## Selection
# Please help ...



## lovinbirdies (Jan 30, 2009)

I just walked into my room and Hedwig was on top of Albus. Does this mean that Albus is for sure a girl? What do I do? I only have one cage, but at the same time I don't want anything bad to happen ... neither one of them is over six months old (if even that). I'm pretty distraught right now ... any advice would be greatly appreciated.


----------



## Cheryl (Dec 27, 2008)

Same sex birds do mate sometimes. They tend to pair up and one of them takes on the role of the opposite sex. Most likely it is a girl, but there is no 100% guarantee. If you can possibly separate them, you should. Other than that try to make the conditions they are living in not "breeding ideal". That means, rearrange the cage, shorten their days, and remove any material or toys that they may confuse for a nest box/nesting material.


----------



## allen (Aug 25, 2007)

because of there age i would seperate them they should be at least 18 months old to discourage breeding reduce light to less then 12 hours a day less greens if yuo have a spare cage that will do as well


----------



## Aly (Jul 30, 2007)

Cheryl said:


> Same sex birds do mate sometimes. They tend to pair up and one of them takes on the role of the opposite sex. Most likely it is a girl, but there is no 100% guarantee. If you can possibly separate them, you should. Other than that try to make the conditions they are living in not "breeding ideal". That means, rearrange the cage, shorten their days, and remove any material or toys that they may confuse for a nest box/nesting material.

## Problem
Can you continue the bird-forum thread about Hedwig being on top of Albus, picking up right after Aly's quote of Cheryl's post?

## Dataset extract

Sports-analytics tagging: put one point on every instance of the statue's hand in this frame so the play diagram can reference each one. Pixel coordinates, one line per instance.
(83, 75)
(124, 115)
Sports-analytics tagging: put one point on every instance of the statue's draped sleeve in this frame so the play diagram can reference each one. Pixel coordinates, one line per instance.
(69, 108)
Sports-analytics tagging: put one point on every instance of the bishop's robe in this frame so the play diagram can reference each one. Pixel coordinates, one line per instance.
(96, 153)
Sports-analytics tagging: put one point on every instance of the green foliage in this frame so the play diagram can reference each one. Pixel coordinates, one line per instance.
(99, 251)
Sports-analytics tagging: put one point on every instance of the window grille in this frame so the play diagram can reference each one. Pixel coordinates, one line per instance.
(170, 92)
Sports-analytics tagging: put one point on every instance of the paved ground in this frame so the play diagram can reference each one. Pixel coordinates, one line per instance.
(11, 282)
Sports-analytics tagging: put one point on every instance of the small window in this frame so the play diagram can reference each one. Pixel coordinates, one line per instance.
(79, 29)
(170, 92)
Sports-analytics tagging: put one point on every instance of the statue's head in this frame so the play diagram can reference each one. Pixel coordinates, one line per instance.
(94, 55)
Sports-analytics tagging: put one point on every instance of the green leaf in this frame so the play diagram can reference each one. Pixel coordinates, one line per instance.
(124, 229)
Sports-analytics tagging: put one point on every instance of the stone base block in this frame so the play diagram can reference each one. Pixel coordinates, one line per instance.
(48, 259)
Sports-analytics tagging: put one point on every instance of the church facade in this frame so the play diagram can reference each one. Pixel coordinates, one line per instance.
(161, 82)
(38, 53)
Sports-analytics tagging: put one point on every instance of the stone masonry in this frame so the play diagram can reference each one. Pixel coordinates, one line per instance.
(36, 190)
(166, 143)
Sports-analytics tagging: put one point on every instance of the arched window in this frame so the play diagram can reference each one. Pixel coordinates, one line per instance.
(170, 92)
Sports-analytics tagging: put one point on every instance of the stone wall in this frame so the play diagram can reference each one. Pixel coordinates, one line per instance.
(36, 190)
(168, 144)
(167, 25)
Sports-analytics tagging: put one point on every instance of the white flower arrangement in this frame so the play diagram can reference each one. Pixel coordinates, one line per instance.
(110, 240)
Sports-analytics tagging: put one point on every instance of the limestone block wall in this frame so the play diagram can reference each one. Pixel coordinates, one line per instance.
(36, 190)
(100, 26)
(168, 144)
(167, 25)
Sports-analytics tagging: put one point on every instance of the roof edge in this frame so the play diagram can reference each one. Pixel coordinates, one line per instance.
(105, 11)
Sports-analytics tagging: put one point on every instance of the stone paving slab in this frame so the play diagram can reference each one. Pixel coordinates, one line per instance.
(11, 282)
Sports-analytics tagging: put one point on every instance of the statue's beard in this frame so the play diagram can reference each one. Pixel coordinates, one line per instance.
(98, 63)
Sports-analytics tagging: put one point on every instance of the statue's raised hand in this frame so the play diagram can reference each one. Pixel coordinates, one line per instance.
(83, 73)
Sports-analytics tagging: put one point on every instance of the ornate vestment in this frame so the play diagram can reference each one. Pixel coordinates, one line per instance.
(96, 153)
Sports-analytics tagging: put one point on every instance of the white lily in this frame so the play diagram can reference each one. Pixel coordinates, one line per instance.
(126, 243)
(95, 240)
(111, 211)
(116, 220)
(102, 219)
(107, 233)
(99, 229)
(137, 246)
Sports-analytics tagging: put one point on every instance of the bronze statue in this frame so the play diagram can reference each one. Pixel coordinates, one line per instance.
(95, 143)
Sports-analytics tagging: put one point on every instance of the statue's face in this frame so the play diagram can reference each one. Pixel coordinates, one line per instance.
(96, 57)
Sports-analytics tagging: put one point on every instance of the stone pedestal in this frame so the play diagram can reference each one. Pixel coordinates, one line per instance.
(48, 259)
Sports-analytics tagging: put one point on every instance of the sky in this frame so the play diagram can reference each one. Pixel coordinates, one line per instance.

## Written answer
What Cheryl said. Do not decrease their greens as most green as low in fat and it's high fat foods that encourage breeding.


----------



## Cheryl (Dec 27, 2008)

To go with what Aly said: If they are on a seed diet I would remove all of the sunflower seeds. I have never done this before, but if fatty foods encourage breeding then sunflower seeds are the _perfect_ breeding food. They are *very* fatty and unhealthy for the birds.
A pelleted diet is always best.


----------



## Aly (Jul 30, 2007)

Cheryl said:


> To go with what Aly said: If they are on a seed diet I would remove all of the sunflower seeds. I have never done this before, but if fatty foods encourage breeding then sunflower seeds are the _perfect_ breeding food. They are *very* fatty and unhealthy for the birds.
> A pelleted diet is always best.


I have to slightly disagree...sorry Cheryl.
Sunflowers are fatty, so are seed in general but they are important in their diet. If you choose pellets, that's fine but I believe in a balance of fresh foods, veggies, fruits, etc and some seed rather then processed foods. Also, sunflowers may not be ideal for yours right now but they do contain alot of good things so they really don't deserve the bad rap they get.


----------



## Cheryl (Dec 27, 2008)

Ah sorry.:blush: I've only heard bad things about them to be completely honest. I mostly get all of my information I've learned from cockatiel cottage. 
http://www.cockatielcottage.net/diet.html
Although I do believe that some sunflower seed isn't harmful in small amounts, a large amount can help lead to some problems. Birds in captivity generally don't get nearly as much exercise as in the wild, so fatty foods aren't really recommended. Maybe this isn't the best analogy but I'm going to put it as, although chocolate is actually healthy (humans only) and you should actually consume some, a large amount can have the opposite effect.
Then to put it into better words, a varied diet is always the best. Never have the birds on an all seed diet. I feed mine pellets in the morning, and as long and only if they finish their pellets they get seeds. This is mainly because they will choose the seeds over the pellets. Birds tend to like the fatty foods more, just like humans!  We are all alike.
It is generally more about personal preference I guess.
*Just don't forget their fruits and veggies! *Those are definitely something you are looking for. 

It would be best to soon get a separate cage. If financially a new cage is hard to get try looking on craigslist.com for a used one.. just make sure it isn't rusty.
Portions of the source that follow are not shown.